**DATA ROWS**
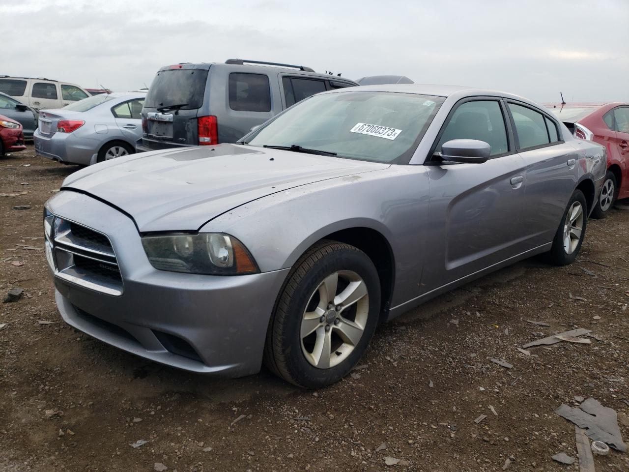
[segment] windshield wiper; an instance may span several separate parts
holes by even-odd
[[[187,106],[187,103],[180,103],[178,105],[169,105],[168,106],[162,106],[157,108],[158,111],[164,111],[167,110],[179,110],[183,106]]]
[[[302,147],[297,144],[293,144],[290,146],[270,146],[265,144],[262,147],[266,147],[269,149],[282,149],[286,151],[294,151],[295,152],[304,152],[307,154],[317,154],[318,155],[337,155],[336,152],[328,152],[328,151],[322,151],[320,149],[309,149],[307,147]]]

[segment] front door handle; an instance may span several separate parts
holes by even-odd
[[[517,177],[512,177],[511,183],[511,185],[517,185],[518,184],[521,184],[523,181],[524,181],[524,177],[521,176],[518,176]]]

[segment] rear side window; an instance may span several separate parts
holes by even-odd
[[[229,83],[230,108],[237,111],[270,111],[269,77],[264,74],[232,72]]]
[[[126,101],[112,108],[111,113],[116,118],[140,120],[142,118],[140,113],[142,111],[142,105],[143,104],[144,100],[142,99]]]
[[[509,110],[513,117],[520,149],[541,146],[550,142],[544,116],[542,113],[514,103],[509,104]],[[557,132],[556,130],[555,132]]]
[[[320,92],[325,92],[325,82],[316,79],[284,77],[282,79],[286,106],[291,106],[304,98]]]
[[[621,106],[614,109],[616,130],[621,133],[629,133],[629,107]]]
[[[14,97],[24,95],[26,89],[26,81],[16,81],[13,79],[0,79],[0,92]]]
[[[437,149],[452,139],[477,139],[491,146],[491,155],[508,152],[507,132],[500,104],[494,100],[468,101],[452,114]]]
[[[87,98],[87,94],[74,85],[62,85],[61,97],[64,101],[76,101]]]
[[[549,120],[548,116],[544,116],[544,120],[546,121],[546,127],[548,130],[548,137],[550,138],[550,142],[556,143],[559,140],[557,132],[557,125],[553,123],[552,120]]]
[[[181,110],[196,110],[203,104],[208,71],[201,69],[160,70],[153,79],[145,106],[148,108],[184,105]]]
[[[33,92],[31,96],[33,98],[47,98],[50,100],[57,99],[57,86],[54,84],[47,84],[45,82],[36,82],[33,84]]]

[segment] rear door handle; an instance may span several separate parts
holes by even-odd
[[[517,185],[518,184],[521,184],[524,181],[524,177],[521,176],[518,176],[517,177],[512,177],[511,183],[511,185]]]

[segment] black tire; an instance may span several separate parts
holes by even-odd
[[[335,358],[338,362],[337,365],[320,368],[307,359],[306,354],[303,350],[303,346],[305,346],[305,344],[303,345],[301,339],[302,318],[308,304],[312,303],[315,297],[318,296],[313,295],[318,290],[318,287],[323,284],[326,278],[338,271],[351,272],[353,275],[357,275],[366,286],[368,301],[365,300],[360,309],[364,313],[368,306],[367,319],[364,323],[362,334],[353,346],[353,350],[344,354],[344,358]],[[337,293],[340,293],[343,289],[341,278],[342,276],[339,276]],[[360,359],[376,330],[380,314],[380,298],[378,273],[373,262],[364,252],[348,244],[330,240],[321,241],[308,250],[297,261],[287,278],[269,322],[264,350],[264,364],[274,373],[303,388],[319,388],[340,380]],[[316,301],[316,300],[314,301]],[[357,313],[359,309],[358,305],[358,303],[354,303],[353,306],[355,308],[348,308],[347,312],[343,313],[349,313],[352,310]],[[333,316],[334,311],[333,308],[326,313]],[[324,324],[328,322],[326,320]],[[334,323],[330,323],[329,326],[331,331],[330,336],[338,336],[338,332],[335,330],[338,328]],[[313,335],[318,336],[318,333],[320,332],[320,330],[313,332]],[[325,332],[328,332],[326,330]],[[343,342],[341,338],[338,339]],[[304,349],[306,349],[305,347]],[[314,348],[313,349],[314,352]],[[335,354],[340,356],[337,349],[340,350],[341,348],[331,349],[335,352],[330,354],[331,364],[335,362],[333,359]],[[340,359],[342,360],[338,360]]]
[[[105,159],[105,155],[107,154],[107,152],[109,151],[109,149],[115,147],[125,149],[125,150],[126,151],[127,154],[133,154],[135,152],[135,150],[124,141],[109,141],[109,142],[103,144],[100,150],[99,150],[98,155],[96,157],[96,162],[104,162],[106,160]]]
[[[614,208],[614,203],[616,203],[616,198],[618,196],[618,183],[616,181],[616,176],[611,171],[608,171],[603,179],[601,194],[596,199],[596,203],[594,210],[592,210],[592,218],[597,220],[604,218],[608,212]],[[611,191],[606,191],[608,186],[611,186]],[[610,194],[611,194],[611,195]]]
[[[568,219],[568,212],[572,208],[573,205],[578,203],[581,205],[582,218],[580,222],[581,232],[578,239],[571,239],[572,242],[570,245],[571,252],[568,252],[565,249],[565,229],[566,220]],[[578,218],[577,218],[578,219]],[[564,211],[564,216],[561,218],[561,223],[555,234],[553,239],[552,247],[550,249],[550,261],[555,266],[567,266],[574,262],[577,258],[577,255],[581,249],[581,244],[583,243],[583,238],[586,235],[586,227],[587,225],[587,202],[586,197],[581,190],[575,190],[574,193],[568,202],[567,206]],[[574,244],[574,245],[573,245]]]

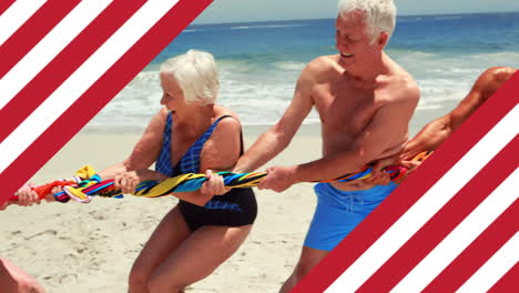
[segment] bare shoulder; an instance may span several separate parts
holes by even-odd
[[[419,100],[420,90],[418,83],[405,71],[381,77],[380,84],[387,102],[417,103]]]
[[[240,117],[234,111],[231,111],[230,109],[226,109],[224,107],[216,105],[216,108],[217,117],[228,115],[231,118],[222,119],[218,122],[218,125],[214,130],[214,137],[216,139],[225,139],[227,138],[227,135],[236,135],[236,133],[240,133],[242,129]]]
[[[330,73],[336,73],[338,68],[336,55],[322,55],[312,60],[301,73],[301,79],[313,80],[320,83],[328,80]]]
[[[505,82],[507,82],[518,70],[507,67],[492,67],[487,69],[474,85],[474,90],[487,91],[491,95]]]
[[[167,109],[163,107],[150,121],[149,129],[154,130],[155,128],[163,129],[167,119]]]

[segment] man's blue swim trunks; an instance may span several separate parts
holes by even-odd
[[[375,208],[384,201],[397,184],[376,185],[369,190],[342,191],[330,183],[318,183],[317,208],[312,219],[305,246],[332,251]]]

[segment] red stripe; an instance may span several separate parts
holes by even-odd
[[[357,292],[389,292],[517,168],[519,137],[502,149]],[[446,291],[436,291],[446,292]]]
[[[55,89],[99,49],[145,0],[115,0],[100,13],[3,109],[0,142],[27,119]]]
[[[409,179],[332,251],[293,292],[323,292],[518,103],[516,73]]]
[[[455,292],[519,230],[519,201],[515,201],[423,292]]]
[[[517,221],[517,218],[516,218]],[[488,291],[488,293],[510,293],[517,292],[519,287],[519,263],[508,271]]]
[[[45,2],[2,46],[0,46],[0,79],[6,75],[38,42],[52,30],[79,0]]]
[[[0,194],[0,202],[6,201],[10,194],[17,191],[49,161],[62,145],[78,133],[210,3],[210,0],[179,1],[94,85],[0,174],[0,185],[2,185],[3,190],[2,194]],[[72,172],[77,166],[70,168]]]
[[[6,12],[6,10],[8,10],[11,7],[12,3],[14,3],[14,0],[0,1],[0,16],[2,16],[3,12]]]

**INSTRUCTIONS FOR THE TASK**
Reproduce the entries from the line containing "[segment] bare shoulder;" through the end of the entries, inclusive, replacing "red stripe" with "white stripe" and changing nothing else.

**SOLUTION TO THIS PROBLEM**
[segment] bare shoulder; an instance may span several separate parts
holes by even-odd
[[[419,100],[420,90],[418,83],[405,71],[381,77],[380,84],[387,102],[417,103]]]
[[[240,117],[234,111],[231,111],[230,109],[226,109],[224,107],[216,105],[216,108],[217,117],[228,115],[231,118],[222,119],[218,122],[218,125],[214,130],[214,137],[216,139],[225,139],[227,138],[227,135],[236,135],[236,133],[240,133],[242,129]]]
[[[330,73],[336,73],[338,68],[336,55],[322,55],[312,60],[301,73],[301,79],[313,80],[320,83],[328,80]]]
[[[505,82],[507,82],[518,70],[507,67],[492,67],[487,69],[474,85],[474,90],[487,91],[491,95]]]
[[[167,109],[163,107],[150,121],[149,129],[154,130],[155,128],[163,129],[167,119]]]

[segment] man's blue swim trunks; an instance may span several separate parts
holes by even-odd
[[[375,208],[384,201],[397,184],[376,185],[369,190],[342,191],[330,183],[318,183],[317,208],[312,219],[305,246],[332,251]]]

[segment] white stripe; an instance may span several separate parts
holes by even-odd
[[[357,292],[389,292],[517,168],[519,137],[502,149]],[[446,291],[436,291],[446,292]]]
[[[55,89],[99,49],[145,0],[115,0],[100,13],[3,109],[0,142],[27,119]]]
[[[409,179],[332,251],[293,292],[323,292],[518,103],[516,73]]]
[[[455,292],[519,230],[519,201],[515,201],[423,292]]]
[[[517,221],[517,218],[516,218]],[[488,291],[488,293],[510,293],[517,292],[519,287],[519,263],[508,271]]]
[[[45,2],[2,46],[0,46],[0,79],[6,75],[38,42],[52,30],[79,0]]]
[[[0,194],[0,202],[6,201],[10,194],[17,191],[49,161],[62,145],[78,133],[210,3],[210,0],[179,1],[94,85],[0,174],[0,185],[2,185],[3,190],[2,194]],[[72,172],[77,166],[70,168]]]
[[[6,12],[6,10],[8,10],[11,7],[12,3],[14,3],[14,0],[0,1],[0,16],[2,16],[3,12]]]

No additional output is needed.